• Фрагмент документа:

+++

Вспоминают товарищи о своем Петре и другие эпизоды. Как построились по его команде, когда выгрузились из теплушек на дальних подступах к Гдову, где снова группировались белогвардейцы. Петр повел отряд.
— Покажем этим маменькиным сынкам, почем фунт лиха!
Поход был наивный, даже смешной: ни разведки, ни охранения, ни выяснения выгодной позиции для возможного боя. Брали «на ура», потому что сгорали от нетерпения ринуться в бой. Шли открытой дорогой к станции, горланя песни. Малый отряд белых быстро дознался, что напирают питерские молодцы из Красной гвардии, и трусливо бежал. Отряду Смородина достались трофеи: два пулемета и склад с сухарями…
Помнят товарищи, что Ян Фабрициус создал в Гдове Военно-политический совет и включил в него Смородина. Совет был занят разработкой военных мероприятий на своем участке и налаживанием политической работы в подразделениях и среди крестьян.
К удивлению Петра, его ребята отказались агитировать в деревнях:
— Куда нам! Мы же села не знаем!
Смородин корил их, ссылаясь на свой недолгий опыт в Боринском осенью семнадцатого года:
— Вы что, из пеленок не вылезли? И без мамани ни на шаг? Люди везде люди! Говорите им правду, зовите делить землю, пока не грянула весна. Читайте вслух «Правду».
Но сдвинуть ребят с места не удалось.
Тогда он придумал другой ход. Почти все парни — люди нужного ремесла, особенно слесари и плотники. В деревнях, где мужики наперечет, таким и цены нет! Пусть занимаются починкой деревенского инвентаря: ладят сохи, плуги, бороны, косы, серпы, грабли.
С этим согласились все. И работа закипела. А когда осмелели да сошлись с деревенскими поближе, стали затевать выступления самодеятельного хора. Затем дошли и до чтения «Правды» вслух. И помаленьку шефская работа столичных ребят развернулась отлично.
Между тем не дремали и разведчики. Совершали удачные рейды в расположение вражеских войск. И неоценимую услугу в этом оказывали им благодарные деревенские подростки.
И все же отряду не суждено было остаться на фронте. Его решили вернуть в Петроград, как только был заключен в марте мир с Германией. Только Петр Смородин, Сигизмунд Белозерский, Василий Вьюрков и самая малая группа, разбирающаяся в топографии, остались в Гдове. Петр возглавлял уездный комитет партии и принимал участие в установлении демаркационной линии. Белозерский и Вьюрков сколачивали молодежную организацию города.
15 апреля 1918 года Смородин объявил, что надо идти на площадь. Там собрание, приехал человек из Питера.

+++

• Блок данных:
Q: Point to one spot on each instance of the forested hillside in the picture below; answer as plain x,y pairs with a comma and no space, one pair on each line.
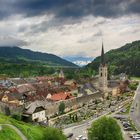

+++

• Задания:
a – Перескажите, пожалуйста, фрагмент о Смородине в двух предложениях.
b – Измените фрагмент о Смородине: перепишите всё от «Тогда он придумал» и вниз до «ребят развернулась отлично.», поставив «кузнецы» на место «плотники».
c – Кто, согласно фрагменту о Смородине, создал в Гдове Военно-политический совет?

• Ответы к заданиям:
a – Отряд Петра Смородина без разведки двинулся к станции под Гдовом, обратил в бегство малый отряд белых и получил трофеи: два пулемета и склад с сухарями. Ребята отказались агитировать в деревнях, и тогда по замыслу Смородина они взялись чинить деревенский инвентарь, а позже устраивали выступления хора и читали «Правду» вслух.

b –
Тогда он придумал другой ход. Почти все парни — люди нужного ремесла, особенно слесари и кузнецы. В деревнях, где мужики наперечет, таким и цены нет! Пусть занимаются починкой деревенского инвентаря: ладят сохи, плуги, бороны, косы, серпы, грабли.
С этим согласились все. И работа закипела. А когда осмелели да сошлись с деревенскими поближе, стали затевать выступления самодеятельного хора. Затем дошли и до чтения «Правды» вслух. И помаленьку шефская работа столичных ребят развернулась отлично.

c – Ян Фабрициус.